----- SUPPLIED PASSAGE

This week the Trump administration set off chaos nationwide when it temporarily “paused” all federal grants and loans pending a review of which programs comply with Donald Trump’s policy edicts. The order came down in an unexpected memo issued by the Office of Management and Budget on Monday.
Now OMB has rescinded the memo without comment just as suddenly, less than a day after its implementation was halted by a federal judge. Adding to the pervasive confusion, White House Press Secretary Karoline Leavitt immediately insisted on Wednesday that the funding freeze was still on because Trump’s executive orders on DEI and other prohibited policies remained in place. But there’s no way this actually gets implemented without someone, somewhere, identifying exactly what’s being frozen. So for the moment, it’s safe to say the funding freeze is off.
Why did Team Trump back off this particular initiative so quickly? It’s easy to say the administration was responding to D.C. district judge Loren AliKhan’s injunction halting the freeze. But then again, the administration (and particularly OMB director nominee Russell Vought) has been spoiling for a court fight over the constitutionality of the Impoundment Control Act that the proposed freeze so obviously violated. Surely something else was wrong with the freeze, aside from the incredible degree of chaos associated with its rollout, requiring multiple clarifications of which agencies and programs it affected (which may have been a feature rather than a bug to the initiative’s government-hating designers). According to the New York Times, the original OMB memo, despite its unprecedented nature and sweeping scope, wasn’t even vetted by senior White House officials like alleged policy overlord Stephen Miller.
Democrats have been quick to claim that they helped generate a public backlash to the funding freeze that forced the administration to reverse direction, as Punchbowl News explained even before the OMB memo was rescinded:
“A Monday night memo from the Office of Management and Budget ordering a freeze in federal grant and loan programs sent congressional Republicans scrambling and helped Democrats rally behind a clear anti-Trump message. Senate Minority Leader Chuck Schumer blasted Trump as ‘lawless, destructive, cruel.’
“D.C. senator Patty Murray, the top Democrat on the Appropriations Committee, warned that thousands of federal programs could be impacted, including veterans, law enforcement and firefighters, suicide hotlines, military aid to foreign allies, and more …
“During a Senate Democratic Caucus lunch on Tuesday, Schumer urged his colleagues to make the freeze “relatable” to their constituents back home, a clear play for the messaging upper hand. Schumer also plans on doing several local TV interviews today.”

----------
----- EXTRACTED INFORMATION

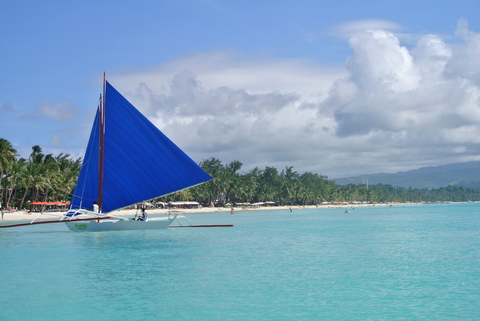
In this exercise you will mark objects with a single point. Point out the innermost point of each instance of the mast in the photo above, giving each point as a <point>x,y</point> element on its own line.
<point>101,144</point>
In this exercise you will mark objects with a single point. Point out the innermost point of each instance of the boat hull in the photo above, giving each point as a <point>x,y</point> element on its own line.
<point>157,223</point>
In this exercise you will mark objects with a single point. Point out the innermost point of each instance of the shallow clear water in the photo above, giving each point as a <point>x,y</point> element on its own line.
<point>376,263</point>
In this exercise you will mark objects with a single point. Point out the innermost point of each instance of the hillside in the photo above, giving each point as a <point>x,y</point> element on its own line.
<point>458,174</point>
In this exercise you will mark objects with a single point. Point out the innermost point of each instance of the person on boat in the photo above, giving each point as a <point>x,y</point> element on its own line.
<point>144,214</point>
<point>95,208</point>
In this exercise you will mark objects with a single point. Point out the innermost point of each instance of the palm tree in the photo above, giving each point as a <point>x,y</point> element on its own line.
<point>7,158</point>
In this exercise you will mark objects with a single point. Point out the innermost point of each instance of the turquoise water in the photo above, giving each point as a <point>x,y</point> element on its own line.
<point>377,263</point>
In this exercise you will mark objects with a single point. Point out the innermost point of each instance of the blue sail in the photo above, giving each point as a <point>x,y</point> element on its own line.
<point>141,163</point>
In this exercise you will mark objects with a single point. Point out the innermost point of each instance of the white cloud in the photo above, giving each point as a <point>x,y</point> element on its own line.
<point>391,108</point>
<point>58,111</point>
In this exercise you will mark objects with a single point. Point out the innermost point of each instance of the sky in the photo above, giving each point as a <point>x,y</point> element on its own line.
<point>338,88</point>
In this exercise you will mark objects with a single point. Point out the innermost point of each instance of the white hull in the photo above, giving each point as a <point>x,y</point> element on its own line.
<point>157,223</point>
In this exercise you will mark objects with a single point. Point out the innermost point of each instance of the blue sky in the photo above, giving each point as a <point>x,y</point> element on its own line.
<point>334,87</point>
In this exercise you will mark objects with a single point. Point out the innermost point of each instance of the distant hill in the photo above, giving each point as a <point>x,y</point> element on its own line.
<point>458,174</point>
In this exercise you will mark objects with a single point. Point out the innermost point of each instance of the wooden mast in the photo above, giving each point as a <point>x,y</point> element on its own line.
<point>101,144</point>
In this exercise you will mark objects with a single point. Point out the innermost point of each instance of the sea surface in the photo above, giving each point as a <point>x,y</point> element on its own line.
<point>414,262</point>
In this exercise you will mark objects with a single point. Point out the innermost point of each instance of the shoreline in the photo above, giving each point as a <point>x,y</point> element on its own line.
<point>25,216</point>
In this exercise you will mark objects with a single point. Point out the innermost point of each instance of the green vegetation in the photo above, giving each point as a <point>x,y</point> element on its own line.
<point>52,178</point>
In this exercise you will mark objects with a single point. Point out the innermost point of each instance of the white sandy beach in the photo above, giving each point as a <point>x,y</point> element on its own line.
<point>26,216</point>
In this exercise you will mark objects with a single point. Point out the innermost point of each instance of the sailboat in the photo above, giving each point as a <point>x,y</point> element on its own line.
<point>128,160</point>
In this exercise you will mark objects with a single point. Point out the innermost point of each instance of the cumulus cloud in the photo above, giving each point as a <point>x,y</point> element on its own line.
<point>390,108</point>
<point>7,108</point>
<point>58,111</point>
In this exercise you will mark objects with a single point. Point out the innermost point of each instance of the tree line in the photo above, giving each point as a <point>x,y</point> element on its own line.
<point>49,178</point>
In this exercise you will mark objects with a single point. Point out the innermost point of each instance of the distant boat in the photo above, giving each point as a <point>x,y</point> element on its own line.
<point>127,161</point>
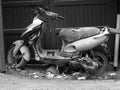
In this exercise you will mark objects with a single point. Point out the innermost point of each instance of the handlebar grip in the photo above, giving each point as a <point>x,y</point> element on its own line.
<point>61,17</point>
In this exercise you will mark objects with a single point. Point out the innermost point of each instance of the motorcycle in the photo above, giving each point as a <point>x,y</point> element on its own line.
<point>78,48</point>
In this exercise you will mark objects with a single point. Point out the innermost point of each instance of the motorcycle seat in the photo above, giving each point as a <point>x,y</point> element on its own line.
<point>74,34</point>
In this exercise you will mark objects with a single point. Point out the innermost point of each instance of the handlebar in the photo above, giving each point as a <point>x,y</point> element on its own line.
<point>49,14</point>
<point>61,17</point>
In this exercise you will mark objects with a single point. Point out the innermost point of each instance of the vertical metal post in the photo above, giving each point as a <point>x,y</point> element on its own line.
<point>2,55</point>
<point>116,51</point>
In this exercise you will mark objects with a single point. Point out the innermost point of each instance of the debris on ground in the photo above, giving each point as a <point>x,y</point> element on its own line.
<point>52,73</point>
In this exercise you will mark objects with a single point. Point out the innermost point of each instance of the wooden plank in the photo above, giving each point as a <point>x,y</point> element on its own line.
<point>2,56</point>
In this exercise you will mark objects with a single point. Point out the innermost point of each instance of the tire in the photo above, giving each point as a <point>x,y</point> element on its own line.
<point>102,62</point>
<point>16,61</point>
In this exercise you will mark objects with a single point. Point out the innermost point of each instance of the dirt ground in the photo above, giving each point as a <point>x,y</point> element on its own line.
<point>33,79</point>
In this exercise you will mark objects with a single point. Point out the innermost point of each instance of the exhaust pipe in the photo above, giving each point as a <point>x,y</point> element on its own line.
<point>113,31</point>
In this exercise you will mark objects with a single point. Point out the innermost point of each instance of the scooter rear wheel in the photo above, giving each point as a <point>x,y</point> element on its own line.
<point>16,61</point>
<point>102,62</point>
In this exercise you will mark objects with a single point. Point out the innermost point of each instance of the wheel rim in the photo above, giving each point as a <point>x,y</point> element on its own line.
<point>14,61</point>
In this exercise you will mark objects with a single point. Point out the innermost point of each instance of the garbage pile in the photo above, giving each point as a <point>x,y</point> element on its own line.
<point>51,73</point>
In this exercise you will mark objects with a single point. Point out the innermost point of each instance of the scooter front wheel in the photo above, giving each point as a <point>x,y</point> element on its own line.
<point>16,61</point>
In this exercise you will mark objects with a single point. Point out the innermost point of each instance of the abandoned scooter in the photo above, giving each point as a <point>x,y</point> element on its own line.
<point>78,45</point>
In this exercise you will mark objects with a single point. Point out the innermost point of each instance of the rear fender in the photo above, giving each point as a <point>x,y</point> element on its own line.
<point>23,49</point>
<point>17,46</point>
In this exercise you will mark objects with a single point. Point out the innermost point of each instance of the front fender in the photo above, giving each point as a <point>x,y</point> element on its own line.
<point>25,52</point>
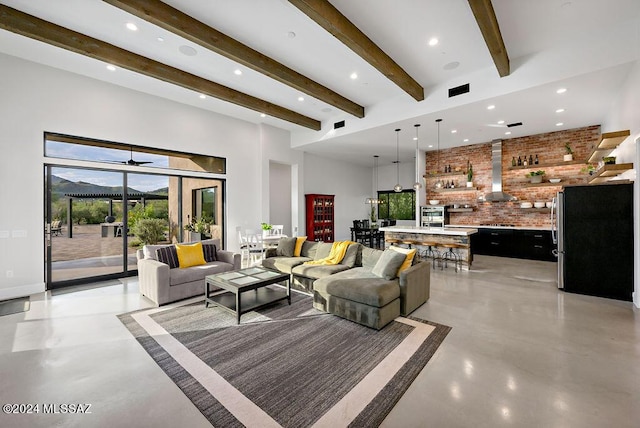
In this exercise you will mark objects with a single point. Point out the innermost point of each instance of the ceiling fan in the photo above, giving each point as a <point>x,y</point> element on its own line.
<point>132,162</point>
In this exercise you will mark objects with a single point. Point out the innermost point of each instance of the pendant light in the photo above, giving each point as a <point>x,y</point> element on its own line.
<point>397,188</point>
<point>417,185</point>
<point>439,183</point>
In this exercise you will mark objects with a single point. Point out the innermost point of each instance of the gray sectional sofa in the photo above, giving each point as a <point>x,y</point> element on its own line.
<point>164,284</point>
<point>357,288</point>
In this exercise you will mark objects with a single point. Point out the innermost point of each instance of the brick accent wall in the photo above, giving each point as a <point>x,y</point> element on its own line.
<point>550,148</point>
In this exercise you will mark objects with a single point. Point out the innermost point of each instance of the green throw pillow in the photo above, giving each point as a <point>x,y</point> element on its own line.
<point>388,264</point>
<point>286,246</point>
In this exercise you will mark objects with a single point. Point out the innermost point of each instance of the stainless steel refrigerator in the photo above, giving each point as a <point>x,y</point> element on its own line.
<point>593,229</point>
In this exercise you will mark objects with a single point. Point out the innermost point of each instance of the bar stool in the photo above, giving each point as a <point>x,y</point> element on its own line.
<point>409,242</point>
<point>431,252</point>
<point>392,241</point>
<point>452,255</point>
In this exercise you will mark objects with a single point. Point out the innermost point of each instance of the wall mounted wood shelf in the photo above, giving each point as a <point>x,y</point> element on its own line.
<point>608,171</point>
<point>608,143</point>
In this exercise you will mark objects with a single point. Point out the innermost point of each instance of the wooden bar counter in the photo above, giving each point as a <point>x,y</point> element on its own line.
<point>439,235</point>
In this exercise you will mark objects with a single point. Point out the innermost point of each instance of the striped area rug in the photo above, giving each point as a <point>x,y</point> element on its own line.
<point>285,366</point>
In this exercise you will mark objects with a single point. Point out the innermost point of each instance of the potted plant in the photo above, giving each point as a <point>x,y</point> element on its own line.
<point>197,228</point>
<point>569,155</point>
<point>535,176</point>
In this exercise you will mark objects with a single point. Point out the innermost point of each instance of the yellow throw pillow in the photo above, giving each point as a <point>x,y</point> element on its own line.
<point>190,255</point>
<point>299,241</point>
<point>410,254</point>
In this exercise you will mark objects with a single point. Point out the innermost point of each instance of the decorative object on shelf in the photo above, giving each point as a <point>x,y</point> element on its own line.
<point>417,185</point>
<point>535,176</point>
<point>398,187</point>
<point>569,155</point>
<point>439,184</point>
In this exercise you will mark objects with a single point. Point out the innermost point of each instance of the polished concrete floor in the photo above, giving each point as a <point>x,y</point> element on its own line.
<point>521,353</point>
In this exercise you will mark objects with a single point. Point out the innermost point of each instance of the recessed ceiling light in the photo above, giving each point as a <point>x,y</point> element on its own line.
<point>451,65</point>
<point>187,50</point>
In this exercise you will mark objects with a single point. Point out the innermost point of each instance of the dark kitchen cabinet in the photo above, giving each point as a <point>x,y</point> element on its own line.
<point>521,244</point>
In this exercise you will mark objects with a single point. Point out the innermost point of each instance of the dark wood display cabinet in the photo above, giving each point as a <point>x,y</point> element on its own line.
<point>516,243</point>
<point>320,217</point>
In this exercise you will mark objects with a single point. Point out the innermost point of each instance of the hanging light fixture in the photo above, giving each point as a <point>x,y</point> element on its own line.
<point>397,187</point>
<point>439,183</point>
<point>417,185</point>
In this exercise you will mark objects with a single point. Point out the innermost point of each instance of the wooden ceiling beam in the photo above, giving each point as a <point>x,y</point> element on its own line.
<point>179,23</point>
<point>29,26</point>
<point>330,18</point>
<point>488,23</point>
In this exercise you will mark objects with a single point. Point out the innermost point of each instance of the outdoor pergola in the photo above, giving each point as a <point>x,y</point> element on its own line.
<point>129,197</point>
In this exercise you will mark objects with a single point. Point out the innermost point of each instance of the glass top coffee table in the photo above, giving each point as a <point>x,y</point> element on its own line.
<point>246,289</point>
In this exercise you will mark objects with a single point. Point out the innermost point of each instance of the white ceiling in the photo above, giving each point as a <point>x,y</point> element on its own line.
<point>586,46</point>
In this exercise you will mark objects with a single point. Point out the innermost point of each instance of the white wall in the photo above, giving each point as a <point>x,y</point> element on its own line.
<point>280,196</point>
<point>37,98</point>
<point>625,114</point>
<point>350,184</point>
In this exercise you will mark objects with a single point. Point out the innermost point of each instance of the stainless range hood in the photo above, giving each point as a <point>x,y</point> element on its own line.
<point>496,194</point>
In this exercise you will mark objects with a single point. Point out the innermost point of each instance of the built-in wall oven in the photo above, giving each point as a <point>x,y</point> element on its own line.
<point>434,216</point>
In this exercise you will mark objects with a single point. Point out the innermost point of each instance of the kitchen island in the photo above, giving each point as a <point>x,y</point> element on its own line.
<point>437,235</point>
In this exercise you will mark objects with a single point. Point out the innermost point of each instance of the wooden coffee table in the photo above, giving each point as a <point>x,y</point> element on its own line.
<point>246,289</point>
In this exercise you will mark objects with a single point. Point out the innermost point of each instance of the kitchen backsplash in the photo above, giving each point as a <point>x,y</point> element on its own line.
<point>550,148</point>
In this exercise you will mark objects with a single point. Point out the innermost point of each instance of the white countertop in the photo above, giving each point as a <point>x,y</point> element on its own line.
<point>457,231</point>
<point>477,226</point>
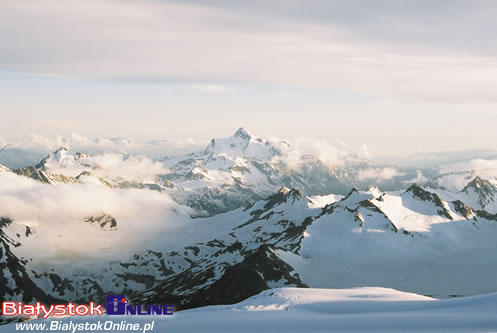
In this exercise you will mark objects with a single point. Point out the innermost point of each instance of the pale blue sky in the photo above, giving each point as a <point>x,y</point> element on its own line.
<point>400,77</point>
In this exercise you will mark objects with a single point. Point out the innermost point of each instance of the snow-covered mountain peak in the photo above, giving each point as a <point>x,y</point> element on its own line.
<point>243,134</point>
<point>3,168</point>
<point>354,197</point>
<point>242,144</point>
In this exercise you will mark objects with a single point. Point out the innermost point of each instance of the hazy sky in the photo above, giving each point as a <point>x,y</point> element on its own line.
<point>400,76</point>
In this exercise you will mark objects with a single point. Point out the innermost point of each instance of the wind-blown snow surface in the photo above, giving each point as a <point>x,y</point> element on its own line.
<point>327,310</point>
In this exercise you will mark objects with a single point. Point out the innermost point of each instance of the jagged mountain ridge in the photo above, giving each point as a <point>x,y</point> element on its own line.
<point>227,174</point>
<point>286,240</point>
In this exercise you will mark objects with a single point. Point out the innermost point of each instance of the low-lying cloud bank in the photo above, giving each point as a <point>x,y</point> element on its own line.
<point>56,215</point>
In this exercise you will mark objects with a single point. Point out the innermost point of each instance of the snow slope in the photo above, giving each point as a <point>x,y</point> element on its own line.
<point>327,310</point>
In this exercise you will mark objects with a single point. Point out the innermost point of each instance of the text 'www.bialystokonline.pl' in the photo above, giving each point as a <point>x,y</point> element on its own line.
<point>92,326</point>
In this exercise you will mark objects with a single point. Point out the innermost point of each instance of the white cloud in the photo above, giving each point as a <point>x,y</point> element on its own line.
<point>294,153</point>
<point>137,168</point>
<point>379,174</point>
<point>394,50</point>
<point>210,89</point>
<point>79,143</point>
<point>472,165</point>
<point>56,213</point>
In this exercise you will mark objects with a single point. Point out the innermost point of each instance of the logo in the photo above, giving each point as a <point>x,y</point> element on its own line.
<point>119,305</point>
<point>57,310</point>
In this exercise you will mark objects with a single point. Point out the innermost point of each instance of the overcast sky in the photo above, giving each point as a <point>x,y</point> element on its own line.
<point>399,76</point>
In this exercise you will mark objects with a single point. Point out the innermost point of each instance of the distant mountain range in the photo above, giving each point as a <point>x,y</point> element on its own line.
<point>267,223</point>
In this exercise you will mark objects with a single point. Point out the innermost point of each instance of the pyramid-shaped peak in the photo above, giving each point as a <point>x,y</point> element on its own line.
<point>243,133</point>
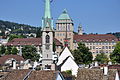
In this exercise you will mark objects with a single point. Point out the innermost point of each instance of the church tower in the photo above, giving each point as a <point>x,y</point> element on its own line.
<point>80,30</point>
<point>64,29</point>
<point>47,38</point>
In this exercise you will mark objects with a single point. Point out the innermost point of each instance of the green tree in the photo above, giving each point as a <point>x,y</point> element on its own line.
<point>2,50</point>
<point>115,56</point>
<point>82,54</point>
<point>30,52</point>
<point>54,46</point>
<point>6,52</point>
<point>101,58</point>
<point>14,51</point>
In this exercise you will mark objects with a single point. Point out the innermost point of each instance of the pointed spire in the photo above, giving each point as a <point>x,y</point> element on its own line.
<point>47,9</point>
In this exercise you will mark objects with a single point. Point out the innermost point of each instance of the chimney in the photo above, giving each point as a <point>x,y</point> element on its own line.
<point>105,70</point>
<point>14,64</point>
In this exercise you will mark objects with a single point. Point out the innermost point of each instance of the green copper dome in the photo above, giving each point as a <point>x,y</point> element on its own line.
<point>64,15</point>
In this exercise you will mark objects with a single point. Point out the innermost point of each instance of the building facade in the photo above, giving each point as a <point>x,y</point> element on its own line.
<point>98,43</point>
<point>64,29</point>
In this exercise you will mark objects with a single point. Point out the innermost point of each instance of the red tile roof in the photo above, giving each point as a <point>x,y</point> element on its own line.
<point>95,38</point>
<point>43,75</point>
<point>6,57</point>
<point>34,75</point>
<point>30,41</point>
<point>115,67</point>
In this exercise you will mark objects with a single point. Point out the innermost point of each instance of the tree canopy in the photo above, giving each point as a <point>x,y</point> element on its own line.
<point>115,56</point>
<point>101,58</point>
<point>30,52</point>
<point>82,54</point>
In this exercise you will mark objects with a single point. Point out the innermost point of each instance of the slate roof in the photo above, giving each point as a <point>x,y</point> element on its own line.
<point>16,75</point>
<point>115,67</point>
<point>34,75</point>
<point>30,41</point>
<point>6,57</point>
<point>95,74</point>
<point>43,75</point>
<point>95,38</point>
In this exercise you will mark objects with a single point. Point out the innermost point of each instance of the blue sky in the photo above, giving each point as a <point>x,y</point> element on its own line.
<point>96,16</point>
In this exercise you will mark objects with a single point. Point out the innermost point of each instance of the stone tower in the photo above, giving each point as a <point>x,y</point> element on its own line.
<point>80,31</point>
<point>47,38</point>
<point>64,29</point>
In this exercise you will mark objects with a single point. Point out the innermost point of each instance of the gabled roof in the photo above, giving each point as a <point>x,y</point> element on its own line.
<point>64,15</point>
<point>66,53</point>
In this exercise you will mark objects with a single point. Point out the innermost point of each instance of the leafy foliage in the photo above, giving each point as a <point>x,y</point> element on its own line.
<point>14,51</point>
<point>101,58</point>
<point>82,54</point>
<point>2,50</point>
<point>39,32</point>
<point>8,50</point>
<point>16,28</point>
<point>54,46</point>
<point>115,56</point>
<point>30,52</point>
<point>15,36</point>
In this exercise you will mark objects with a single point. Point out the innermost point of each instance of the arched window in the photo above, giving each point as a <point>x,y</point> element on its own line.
<point>47,39</point>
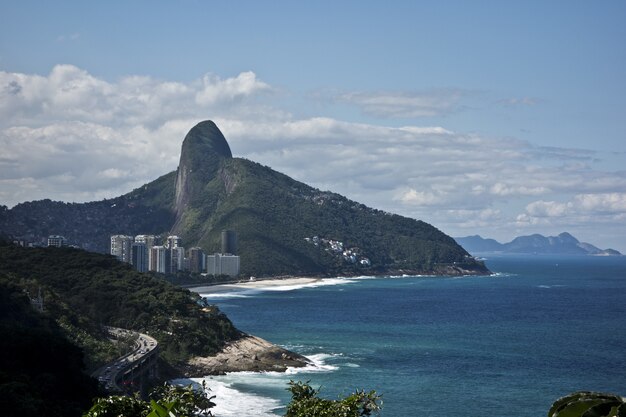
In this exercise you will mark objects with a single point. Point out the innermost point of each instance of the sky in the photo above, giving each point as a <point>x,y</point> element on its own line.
<point>497,118</point>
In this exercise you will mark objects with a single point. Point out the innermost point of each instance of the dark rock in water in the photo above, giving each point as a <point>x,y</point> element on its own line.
<point>250,353</point>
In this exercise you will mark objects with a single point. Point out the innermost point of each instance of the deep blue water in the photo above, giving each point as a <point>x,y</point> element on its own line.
<point>502,345</point>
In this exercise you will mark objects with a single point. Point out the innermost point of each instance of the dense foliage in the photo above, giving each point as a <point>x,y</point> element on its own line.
<point>306,402</point>
<point>271,213</point>
<point>99,290</point>
<point>165,401</point>
<point>41,372</point>
<point>146,210</point>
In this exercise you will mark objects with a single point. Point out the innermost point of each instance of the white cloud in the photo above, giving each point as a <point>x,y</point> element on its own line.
<point>73,136</point>
<point>520,101</point>
<point>405,105</point>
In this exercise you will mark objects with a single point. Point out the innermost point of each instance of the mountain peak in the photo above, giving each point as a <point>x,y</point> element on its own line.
<point>204,148</point>
<point>204,140</point>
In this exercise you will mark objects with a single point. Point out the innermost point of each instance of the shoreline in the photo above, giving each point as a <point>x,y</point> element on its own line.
<point>271,283</point>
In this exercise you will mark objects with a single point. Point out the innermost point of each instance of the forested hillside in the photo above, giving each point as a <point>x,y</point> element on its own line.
<point>83,291</point>
<point>275,217</point>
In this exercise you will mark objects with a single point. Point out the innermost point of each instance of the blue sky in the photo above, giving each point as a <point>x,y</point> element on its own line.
<point>496,118</point>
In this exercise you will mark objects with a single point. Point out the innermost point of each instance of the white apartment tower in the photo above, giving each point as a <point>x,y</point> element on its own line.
<point>121,247</point>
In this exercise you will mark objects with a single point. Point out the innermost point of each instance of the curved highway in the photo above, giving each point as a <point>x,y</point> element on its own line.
<point>119,374</point>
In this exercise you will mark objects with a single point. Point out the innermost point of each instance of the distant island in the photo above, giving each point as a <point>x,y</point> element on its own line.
<point>563,244</point>
<point>283,226</point>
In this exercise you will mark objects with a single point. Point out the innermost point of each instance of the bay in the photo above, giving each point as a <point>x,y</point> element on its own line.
<point>508,344</point>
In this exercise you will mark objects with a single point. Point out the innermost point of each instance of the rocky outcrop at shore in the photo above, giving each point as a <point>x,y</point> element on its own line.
<point>249,353</point>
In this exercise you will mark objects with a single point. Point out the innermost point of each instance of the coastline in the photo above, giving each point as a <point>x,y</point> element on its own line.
<point>259,284</point>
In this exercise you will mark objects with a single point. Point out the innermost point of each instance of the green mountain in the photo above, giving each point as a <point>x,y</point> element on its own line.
<point>284,227</point>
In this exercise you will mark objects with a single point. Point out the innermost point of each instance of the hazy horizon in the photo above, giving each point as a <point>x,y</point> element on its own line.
<point>499,119</point>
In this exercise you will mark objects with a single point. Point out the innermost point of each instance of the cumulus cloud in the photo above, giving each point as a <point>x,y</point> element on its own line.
<point>520,101</point>
<point>405,105</point>
<point>72,136</point>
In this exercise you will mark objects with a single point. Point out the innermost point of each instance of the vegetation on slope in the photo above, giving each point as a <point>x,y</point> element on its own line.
<point>85,291</point>
<point>41,372</point>
<point>273,214</point>
<point>146,210</point>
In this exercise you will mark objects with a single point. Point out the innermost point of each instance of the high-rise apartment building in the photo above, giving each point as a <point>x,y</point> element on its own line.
<point>222,264</point>
<point>177,262</point>
<point>196,260</point>
<point>149,241</point>
<point>121,246</point>
<point>173,242</point>
<point>160,260</point>
<point>139,256</point>
<point>56,240</point>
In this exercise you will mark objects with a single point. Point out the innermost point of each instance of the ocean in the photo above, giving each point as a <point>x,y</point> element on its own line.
<point>508,344</point>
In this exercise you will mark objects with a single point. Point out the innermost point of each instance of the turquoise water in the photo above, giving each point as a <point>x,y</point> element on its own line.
<point>502,345</point>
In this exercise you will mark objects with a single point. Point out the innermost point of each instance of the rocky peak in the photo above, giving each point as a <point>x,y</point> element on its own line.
<point>203,150</point>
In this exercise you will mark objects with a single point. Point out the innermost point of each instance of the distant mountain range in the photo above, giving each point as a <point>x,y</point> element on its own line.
<point>283,227</point>
<point>564,244</point>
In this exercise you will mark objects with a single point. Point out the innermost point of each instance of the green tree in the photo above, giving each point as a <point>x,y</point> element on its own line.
<point>305,402</point>
<point>165,401</point>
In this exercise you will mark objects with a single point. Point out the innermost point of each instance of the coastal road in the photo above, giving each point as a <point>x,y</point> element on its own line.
<point>114,375</point>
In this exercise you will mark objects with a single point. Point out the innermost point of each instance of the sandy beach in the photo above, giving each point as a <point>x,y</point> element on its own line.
<point>256,285</point>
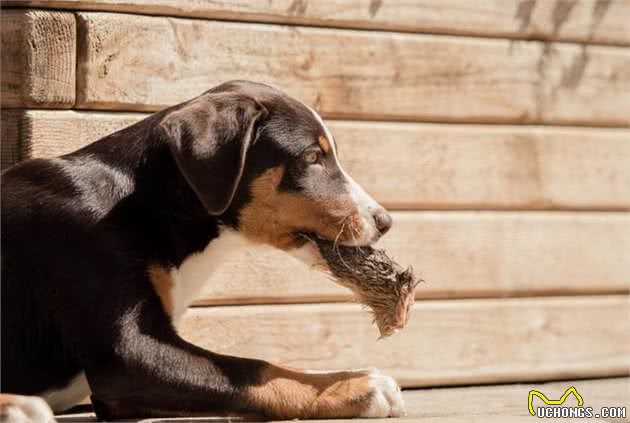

----------

PROBLEMS TO WORK ON:
(1) In the funding-freeze article, condense the paragraph beginning "Now OMB has rescinded the memo" into a short bulleted list that keeps its main facts.
(2) Continue the funding-freeze article, starting after the quotation from Punchbowl News.

WRITTEN ANSWERS:
(1)
- OMB rescinded the memo suddenly and without comment, less than a day after a federal judge halted its implementation.
- On Wednesday, White House Press Secretary Karoline Leavitt insisted the freeze was still on, because Trump's executive orders on DEI and other prohibited policies remained in place.
- The freeze can't be carried out unless someone identifies exactly what is being frozen.
- For now, the funding freeze is off.

(2)
In other words, the funding freeze looks like a clear misstep for an administration and a Republican Party that were walking very tall after the 47th president’s first week in office, giving Democrats a rare perceived “win.” More broadly, it suggests that once the real-life implications of Trump’s agenda (including his assaults on federal spending and the “deep state”) are understood, his public support is going to drop like Wile E. Coyote with an anvil in his paws. If that doesn’t bother Trump or his disruptive sidekick, Elon Musk, it could bother some of the GOP members of Congress expected to implement the legislative elements of the MAGA to-do list for 2025.
It’s far too early, however, to imagine that the chaos machine humming along at 1600 Pennsylvania Avenue will fall silent even for a moment. OMB could very well issue a new funding-freeze memo the minute the injunction stopping the original one expires next week. If that doesn’t happen, there could be new presidential executive orders (like the ones that suspended certain foreign-aid programs and energy subsidies) and, eventually, congressional legislation. Democrats and Trump-skeptical Republicans will need to stay on their toes to keep up with this administration’s schemes and its willingness to shatter norms.
It’s true, nonetheless, that the electorate that lifted Trump to the White House for the second time almost surely wasn’t voting to sharply cut, if not terminate, the host of popular federal programs that appeared to be under the gun when OMB issued its funding freeze memo. Sooner or later the malice and the fiscal math that led to this and other efforts to destroy big areas of domestic governance will become hard to deny and impossible to rescind.